▸ THE TASK: Which lines of the following data contain the string "below"? Locate each one and copy it out in full.

Labeled area outline items

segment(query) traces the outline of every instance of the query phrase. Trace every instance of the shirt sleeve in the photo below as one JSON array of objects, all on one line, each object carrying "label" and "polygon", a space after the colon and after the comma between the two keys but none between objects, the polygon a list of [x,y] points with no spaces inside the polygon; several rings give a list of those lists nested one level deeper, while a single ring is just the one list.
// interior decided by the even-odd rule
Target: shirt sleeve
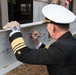
[{"label": "shirt sleeve", "polygon": [[9,37],[13,52],[18,61],[28,64],[59,64],[64,62],[64,53],[55,45],[47,47],[41,44],[39,49],[30,49],[26,46],[21,32],[12,32]]}]

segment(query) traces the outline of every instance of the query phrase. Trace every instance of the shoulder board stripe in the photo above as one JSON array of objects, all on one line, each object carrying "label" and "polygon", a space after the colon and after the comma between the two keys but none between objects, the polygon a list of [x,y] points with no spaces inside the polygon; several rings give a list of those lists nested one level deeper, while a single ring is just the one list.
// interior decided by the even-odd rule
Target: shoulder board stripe
[{"label": "shoulder board stripe", "polygon": [[14,48],[16,45],[23,43],[23,42],[24,42],[23,38],[18,37],[11,42],[11,46],[12,46],[12,48]]},{"label": "shoulder board stripe", "polygon": [[23,45],[23,46],[21,46],[21,47],[17,48],[17,49],[14,51],[14,54],[15,54],[18,50],[23,49],[24,47],[26,47],[26,45]]},{"label": "shoulder board stripe", "polygon": [[[15,51],[17,48],[19,48],[19,47],[21,47],[21,46],[24,46],[25,45],[25,43],[20,43],[20,44],[18,44],[18,45],[16,45],[14,48],[13,48],[13,50]],[[25,45],[26,46],[26,45]]]}]

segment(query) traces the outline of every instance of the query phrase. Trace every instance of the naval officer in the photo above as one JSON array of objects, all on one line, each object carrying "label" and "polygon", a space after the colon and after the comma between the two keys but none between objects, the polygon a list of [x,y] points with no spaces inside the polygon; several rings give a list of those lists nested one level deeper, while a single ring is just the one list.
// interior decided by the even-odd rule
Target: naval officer
[{"label": "naval officer", "polygon": [[46,65],[49,75],[76,75],[76,38],[69,31],[69,24],[75,20],[75,15],[67,8],[54,4],[44,6],[42,13],[46,17],[47,30],[55,40],[49,47],[39,42],[40,34],[34,31],[31,36],[37,49],[28,48],[19,23],[14,21],[6,24],[6,28],[12,29],[9,41],[17,60]]}]

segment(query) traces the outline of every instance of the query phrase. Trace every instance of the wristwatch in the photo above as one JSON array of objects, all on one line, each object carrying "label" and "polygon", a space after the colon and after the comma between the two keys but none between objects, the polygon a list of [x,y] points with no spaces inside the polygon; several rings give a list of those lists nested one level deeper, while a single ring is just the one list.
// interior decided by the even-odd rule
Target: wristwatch
[{"label": "wristwatch", "polygon": [[18,26],[13,26],[12,31],[20,31],[20,28]]}]

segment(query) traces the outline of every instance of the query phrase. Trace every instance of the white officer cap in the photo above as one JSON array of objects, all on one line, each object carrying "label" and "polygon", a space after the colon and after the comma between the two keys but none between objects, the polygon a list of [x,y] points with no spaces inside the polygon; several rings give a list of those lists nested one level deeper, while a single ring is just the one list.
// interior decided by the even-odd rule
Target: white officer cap
[{"label": "white officer cap", "polygon": [[72,23],[76,18],[75,15],[64,6],[55,4],[48,4],[44,6],[42,13],[50,21],[61,24]]}]

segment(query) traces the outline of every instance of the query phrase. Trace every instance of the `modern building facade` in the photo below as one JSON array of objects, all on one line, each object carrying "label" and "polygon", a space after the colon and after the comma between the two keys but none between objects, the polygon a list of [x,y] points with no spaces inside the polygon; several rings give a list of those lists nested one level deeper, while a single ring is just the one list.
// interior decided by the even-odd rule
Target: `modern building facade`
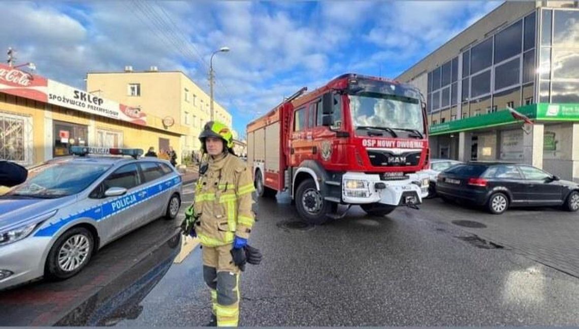
[{"label": "modern building facade", "polygon": [[[427,100],[433,158],[524,162],[579,181],[577,1],[505,2],[397,79]],[[534,122],[528,134],[508,107]]]},{"label": "modern building facade", "polygon": [[141,109],[0,64],[0,159],[31,166],[68,155],[72,145],[146,148],[178,144],[188,129],[166,128]]},{"label": "modern building facade", "polygon": [[[87,90],[140,108],[163,118],[166,123],[187,127],[188,132],[179,142],[181,156],[199,151],[198,136],[211,119],[210,98],[182,72],[159,71],[155,67],[137,72],[127,67],[124,72],[89,72]],[[214,103],[214,119],[232,126],[231,114],[217,102]],[[167,146],[160,141],[158,145],[160,149]]]}]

▸ EXPECTED ANSWER:
segment(query) traces the outline of every instance of the query phrase. Trace every instance of the shirt sleeve in the photo below as one JSON array of objects, all on one line, each object carrying "label" and "polygon", a space after the colon and after the comma between the two keys but none between objects, the polygon a list of [x,y] points with no spaces inside the polygon; several rings give a list of those lists nested one level deeper, while a single ring is just the one list.
segment(query) traces the outline of every instance of the query phrase. Trace every instance of the `modern building facade` in the photo below as one JSON array of objects, all on one line, each object carrying "label" and "polygon", a space after the colon and after the comma between the two keys but none between objects, the polygon a list of [x,y] points with no spaces inside the polygon; several rings give a list of those lists nested one level deeper, while a single ring is just the one list.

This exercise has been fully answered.